» **Instructions for the task**
Rewrite the material below with every "with a point" changed to "with a dot" and nothing else altered. Leave the pictures out of your answer.

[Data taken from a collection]
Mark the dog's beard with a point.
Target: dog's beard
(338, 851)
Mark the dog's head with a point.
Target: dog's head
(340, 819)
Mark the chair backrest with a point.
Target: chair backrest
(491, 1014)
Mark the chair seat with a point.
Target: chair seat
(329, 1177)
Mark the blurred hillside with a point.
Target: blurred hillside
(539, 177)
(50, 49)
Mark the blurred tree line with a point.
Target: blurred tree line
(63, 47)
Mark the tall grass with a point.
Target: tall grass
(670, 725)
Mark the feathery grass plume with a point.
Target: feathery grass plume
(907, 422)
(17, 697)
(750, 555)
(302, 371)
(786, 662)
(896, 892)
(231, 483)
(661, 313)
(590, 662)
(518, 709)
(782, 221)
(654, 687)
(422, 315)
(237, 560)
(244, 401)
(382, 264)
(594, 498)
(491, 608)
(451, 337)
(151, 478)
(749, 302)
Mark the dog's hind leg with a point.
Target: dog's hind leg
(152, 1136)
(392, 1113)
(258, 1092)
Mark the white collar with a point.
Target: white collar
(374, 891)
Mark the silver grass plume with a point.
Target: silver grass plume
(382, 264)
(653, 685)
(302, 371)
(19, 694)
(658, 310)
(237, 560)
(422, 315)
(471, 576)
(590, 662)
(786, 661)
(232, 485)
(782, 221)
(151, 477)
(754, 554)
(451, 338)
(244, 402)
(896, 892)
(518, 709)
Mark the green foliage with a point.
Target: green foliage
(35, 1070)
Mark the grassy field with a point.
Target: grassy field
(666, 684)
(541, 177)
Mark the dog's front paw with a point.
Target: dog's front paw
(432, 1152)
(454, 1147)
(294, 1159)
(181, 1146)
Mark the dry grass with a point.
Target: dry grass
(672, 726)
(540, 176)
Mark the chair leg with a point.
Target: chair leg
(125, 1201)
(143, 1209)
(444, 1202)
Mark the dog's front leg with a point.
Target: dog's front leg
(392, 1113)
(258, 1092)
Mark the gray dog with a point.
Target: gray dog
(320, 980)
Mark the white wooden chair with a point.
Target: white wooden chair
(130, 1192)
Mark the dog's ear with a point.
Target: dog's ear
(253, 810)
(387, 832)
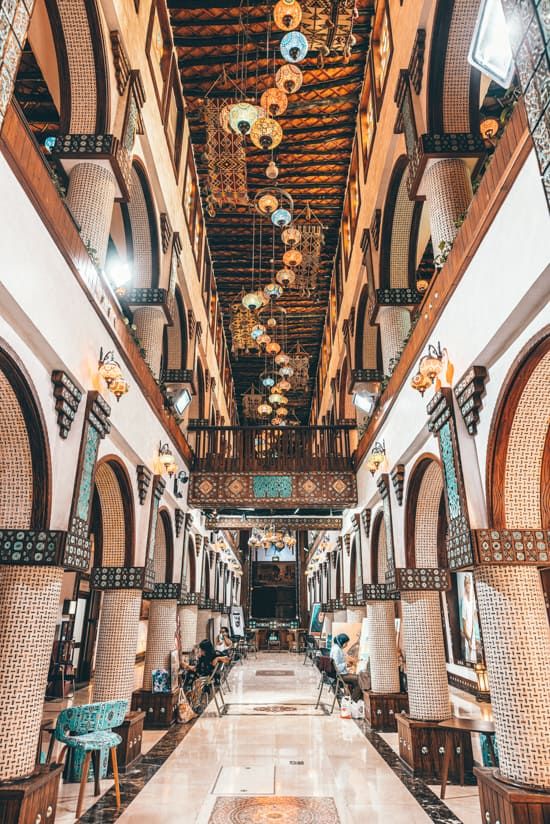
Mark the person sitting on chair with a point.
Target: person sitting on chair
(342, 664)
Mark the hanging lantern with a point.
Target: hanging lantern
(242, 117)
(294, 47)
(267, 203)
(273, 348)
(291, 236)
(287, 15)
(266, 133)
(285, 277)
(281, 217)
(289, 78)
(257, 331)
(292, 257)
(273, 291)
(253, 300)
(274, 101)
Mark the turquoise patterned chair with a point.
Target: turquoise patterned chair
(88, 731)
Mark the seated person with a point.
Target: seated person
(343, 663)
(223, 641)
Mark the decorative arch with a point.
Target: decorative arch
(25, 474)
(425, 516)
(518, 454)
(142, 237)
(113, 516)
(399, 238)
(82, 62)
(453, 85)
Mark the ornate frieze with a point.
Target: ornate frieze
(469, 392)
(67, 398)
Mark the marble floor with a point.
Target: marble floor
(272, 757)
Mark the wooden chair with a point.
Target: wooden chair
(87, 730)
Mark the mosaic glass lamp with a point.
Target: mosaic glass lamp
(294, 47)
(289, 78)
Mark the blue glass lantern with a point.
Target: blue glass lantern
(294, 47)
(281, 217)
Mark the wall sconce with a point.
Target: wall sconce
(167, 459)
(376, 457)
(429, 368)
(109, 369)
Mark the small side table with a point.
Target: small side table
(466, 726)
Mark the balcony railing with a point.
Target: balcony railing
(261, 448)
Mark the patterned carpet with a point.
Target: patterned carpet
(279, 810)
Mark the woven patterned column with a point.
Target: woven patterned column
(161, 638)
(516, 640)
(384, 666)
(188, 626)
(394, 322)
(203, 616)
(90, 198)
(116, 644)
(150, 322)
(355, 615)
(29, 604)
(426, 669)
(448, 194)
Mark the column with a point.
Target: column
(161, 638)
(188, 614)
(384, 665)
(29, 604)
(395, 323)
(448, 195)
(116, 644)
(90, 198)
(516, 639)
(425, 650)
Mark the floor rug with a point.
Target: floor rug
(278, 810)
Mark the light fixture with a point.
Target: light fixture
(285, 277)
(109, 369)
(294, 47)
(287, 15)
(274, 101)
(292, 257)
(273, 348)
(253, 300)
(257, 330)
(242, 117)
(289, 78)
(272, 170)
(376, 457)
(490, 50)
(281, 218)
(273, 291)
(167, 459)
(291, 236)
(266, 133)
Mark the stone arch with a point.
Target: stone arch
(453, 85)
(399, 238)
(367, 351)
(82, 62)
(113, 516)
(518, 454)
(175, 339)
(25, 476)
(425, 517)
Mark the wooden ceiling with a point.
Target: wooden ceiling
(313, 157)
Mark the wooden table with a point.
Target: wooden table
(464, 725)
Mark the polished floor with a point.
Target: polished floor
(273, 757)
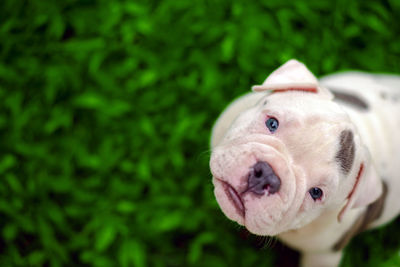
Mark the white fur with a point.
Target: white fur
(302, 152)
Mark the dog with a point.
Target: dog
(313, 162)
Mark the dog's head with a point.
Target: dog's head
(292, 156)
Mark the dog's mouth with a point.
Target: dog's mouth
(234, 197)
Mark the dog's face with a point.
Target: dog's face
(289, 158)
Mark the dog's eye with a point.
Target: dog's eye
(272, 124)
(316, 193)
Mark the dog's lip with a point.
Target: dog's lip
(234, 197)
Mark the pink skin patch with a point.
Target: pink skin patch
(311, 90)
(352, 191)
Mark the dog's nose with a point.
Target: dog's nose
(262, 178)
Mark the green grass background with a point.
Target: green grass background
(105, 115)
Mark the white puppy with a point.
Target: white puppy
(312, 162)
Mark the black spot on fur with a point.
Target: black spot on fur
(345, 155)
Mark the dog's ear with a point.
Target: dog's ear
(293, 76)
(367, 186)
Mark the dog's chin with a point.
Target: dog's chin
(245, 210)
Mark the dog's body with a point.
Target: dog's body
(343, 151)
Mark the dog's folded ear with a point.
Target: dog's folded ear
(292, 76)
(367, 187)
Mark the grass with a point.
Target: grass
(106, 111)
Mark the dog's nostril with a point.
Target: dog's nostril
(262, 178)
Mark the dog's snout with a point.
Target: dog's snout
(262, 178)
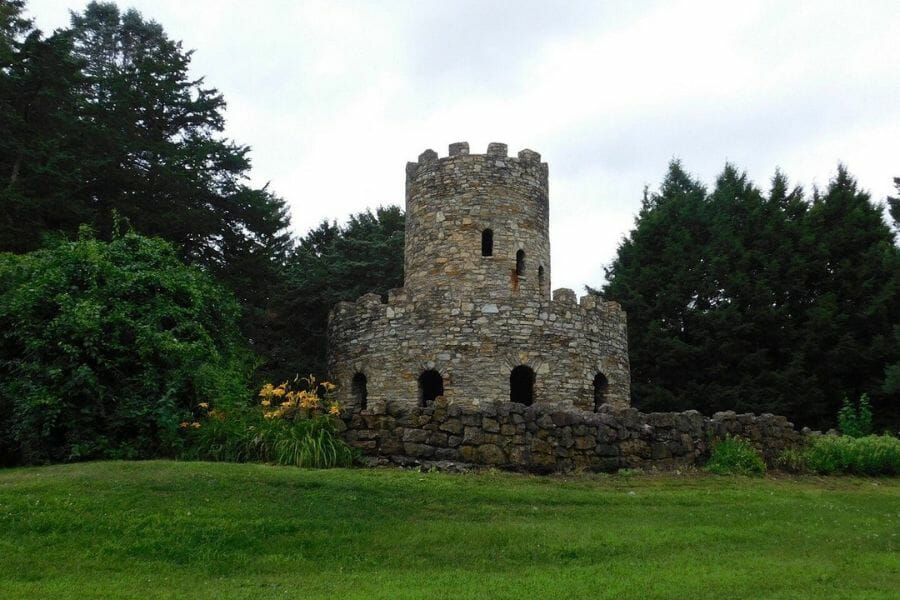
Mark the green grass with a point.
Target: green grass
(206, 530)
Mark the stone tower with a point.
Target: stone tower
(475, 321)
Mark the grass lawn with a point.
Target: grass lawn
(168, 529)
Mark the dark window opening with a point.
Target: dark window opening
(521, 385)
(359, 389)
(431, 385)
(601, 385)
(487, 242)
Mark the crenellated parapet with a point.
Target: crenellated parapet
(478, 222)
(525, 170)
(475, 321)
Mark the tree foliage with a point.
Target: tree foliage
(742, 300)
(106, 347)
(332, 264)
(104, 119)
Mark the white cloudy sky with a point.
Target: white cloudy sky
(335, 97)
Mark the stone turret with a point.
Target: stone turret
(478, 224)
(475, 322)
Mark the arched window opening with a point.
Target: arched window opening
(601, 386)
(521, 385)
(359, 389)
(487, 242)
(431, 385)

» **Worked answer**
Mark the dog's beard with a dot.
Target: dog's beard
(338, 851)
Mark the dog's head with a dot.
Target: dog's head
(340, 819)
Mark the chair backrest with a dot.
Target: chair backrest
(491, 1014)
Mark the chair seat with a dot.
Target: chair seat
(329, 1177)
Mark the blurred hillside with a dot.
Target: blurred hillside
(539, 177)
(50, 49)
Mark the blurred tree line with a dot.
Target: blurred tree line
(63, 47)
Mark the tall grass with a dot.
Target: tall grass
(670, 725)
Mark the feathery grass plume with a dot.
Target: feathery grass plume
(907, 422)
(17, 697)
(750, 555)
(302, 371)
(786, 662)
(896, 892)
(231, 483)
(661, 313)
(590, 662)
(518, 709)
(782, 221)
(654, 687)
(422, 315)
(237, 560)
(244, 401)
(382, 264)
(594, 498)
(491, 608)
(451, 337)
(151, 478)
(749, 302)
Mark the dog's hind leg with a dot.
Target: dog's hind leg
(152, 1136)
(392, 1113)
(258, 1092)
Mark the white collar with a dot.
Target: white collar
(374, 891)
Mark the silver grass plume with a dot.
Target: silver grass plume
(382, 264)
(653, 685)
(302, 371)
(19, 694)
(658, 310)
(237, 560)
(422, 315)
(471, 576)
(590, 662)
(786, 661)
(232, 485)
(782, 221)
(151, 477)
(754, 554)
(451, 338)
(244, 402)
(896, 892)
(518, 709)
Mark the green foliage with a dot.
Target: green foliage
(35, 1070)
Mark the grassy field with a dot.
Target: grassy field
(666, 684)
(541, 177)
Mark the dog's front paw with a dot.
Target: dog's front paw
(432, 1152)
(454, 1147)
(294, 1159)
(181, 1146)
Mark the dry grass with a dot.
Target: dry grass
(672, 726)
(540, 176)
Mark the chair leg with a dot.
Target: chair leg
(125, 1201)
(143, 1209)
(444, 1202)
Mark the dog's front leg with a dot.
Target: dog's front leg
(392, 1113)
(258, 1092)
Mark the gray dog with a dot.
Target: gray dog
(320, 980)
Mark the white wooden chair with a dot.
Target: white wooden chair
(130, 1192)
Mark the dog's ear with a dot.
Target: dog's ear
(253, 810)
(387, 832)
Mark the person sitting on chair with a dot.
Target: person sitting on chair
(342, 664)
Mark the hanging lantern with a dot.
Target: hanging lantern
(242, 117)
(294, 47)
(267, 203)
(273, 348)
(291, 236)
(287, 15)
(266, 133)
(285, 277)
(281, 217)
(289, 78)
(257, 331)
(292, 257)
(273, 291)
(253, 300)
(274, 101)
Mark the turquoise patterned chair with a dot.
Target: turquoise patterned chair
(88, 731)
Mark the seated person with a dot.
Target: seated person
(343, 663)
(223, 641)
Mark the decorative arch with a dot.
Target: decorative arch
(25, 474)
(425, 516)
(518, 454)
(142, 237)
(113, 516)
(399, 238)
(82, 62)
(453, 85)
Mark the ornate frieze with a dot.
Target: ornate frieze
(469, 392)
(67, 398)
Mark the marble floor with a dot.
Target: marble floor
(272, 757)
Mark the wooden chair with a dot.
Target: wooden chair
(87, 730)
Mark the mosaic glass lamp with a dot.
Target: mosaic glass lamp
(294, 47)
(289, 78)
Mark the blue glass lantern with a dot.
Target: blue glass lantern
(294, 47)
(281, 217)
Mark the wall sconce with a dot.
Target: wall sconce
(167, 459)
(376, 457)
(429, 368)
(109, 369)
Mark the small side table with a dot.
Target: small side table
(466, 726)
Mark the balcony railing with a dot.
Target: balcony railing
(261, 448)
Mark the patterned carpet with a dot.
Target: patterned carpet
(279, 810)
Mark the woven patterned column with a dot.
Target: woven patterned column
(161, 638)
(516, 640)
(384, 666)
(188, 626)
(394, 322)
(203, 616)
(90, 198)
(116, 644)
(150, 322)
(355, 615)
(29, 604)
(426, 669)
(448, 194)
Mark the column with a dot.
Target: column
(161, 638)
(188, 614)
(384, 665)
(29, 604)
(395, 323)
(448, 195)
(116, 644)
(90, 198)
(516, 639)
(425, 650)
Mark the floor rug with a dot.
Target: floor rug
(278, 810)
Mark the light fixture with a dot.
Target: light fixture
(285, 277)
(109, 369)
(294, 47)
(287, 15)
(274, 101)
(292, 257)
(273, 348)
(253, 300)
(257, 330)
(242, 117)
(289, 78)
(272, 170)
(376, 457)
(490, 50)
(281, 218)
(273, 291)
(167, 459)
(291, 236)
(266, 133)
Mark the stone arch with a dot.
Target: stone arch
(453, 85)
(399, 238)
(367, 351)
(82, 62)
(113, 516)
(518, 454)
(175, 339)
(25, 476)
(425, 517)
Mark the wooden ceiling with a dot.
Target: wooden ceiling
(313, 157)
Mark the wooden table with a dot.
Target: wooden table
(464, 725)
Mark the polished floor with a dot.
Target: polished floor
(273, 757)
Mark the white fur with a dot.
Target: white fur
(302, 152)
Mark the dog with a dot.
Target: dog
(313, 162)
Mark the dog's head with a dot.
Target: dog's head
(292, 156)
Mark the dog's mouth with a dot.
Target: dog's mouth
(234, 197)
Mark the dog's face with a dot.
Target: dog's face
(289, 158)
Mark the dog's eye with a dot.
Target: dog's eye
(272, 124)
(316, 193)
Mark the dog's lip with a dot.
Target: dog's lip
(234, 197)
Mark the pink skin patch with a dot.
Target: pink skin patch
(311, 90)
(352, 191)
Mark the dog's nose with a dot.
Target: dog's nose
(262, 178)
Mark the green grass background with a dot.
Target: green grass background
(105, 115)
Mark the white puppy with a dot.
Target: white puppy
(312, 162)
Mark the black spot on fur with a dot.
Target: black spot on fur
(345, 155)
Mark the dog's ear with a dot.
Target: dog's ear
(293, 76)
(367, 186)
Mark the dog's chin with a dot.
Target: dog's chin
(245, 210)
Mark the dog's body with a dot.
Target: dog's body
(343, 151)
Mark the dog's folded ear with a dot.
Target: dog's folded ear
(292, 76)
(367, 187)
Mark the grass with a dot.
Target: grass
(106, 111)
Mark the dog's nostril with a dot.
Target: dog's nostril
(262, 178)
Mark the dog's snout with a dot.
Target: dog's snout
(262, 178)
Mark the green grass with a dot.
Target: green grass
(206, 530)
Mark the stone tower with a dot.
Target: stone tower
(475, 321)
Mark the grass lawn with a dot.
Target: grass lawn
(168, 529)
Mark the dark window opening with a dot.
Target: dark window opening
(521, 385)
(359, 389)
(431, 385)
(601, 385)
(487, 242)
Mark the crenellated parapet with a dot.
Target: crenellated parapet
(478, 222)
(525, 170)
(475, 321)
Mark the tree foliage with a dot.
Target: tree foliage
(742, 300)
(106, 347)
(332, 264)
(104, 119)
Mark the white cloudy sky with a dot.
Target: white cloudy sky
(335, 97)
Mark the stone turret with a dot.
Target: stone turret
(478, 224)
(475, 322)
Mark the arched window opening with a dot.
Target: arched window opening
(601, 386)
(521, 385)
(359, 389)
(487, 242)
(431, 385)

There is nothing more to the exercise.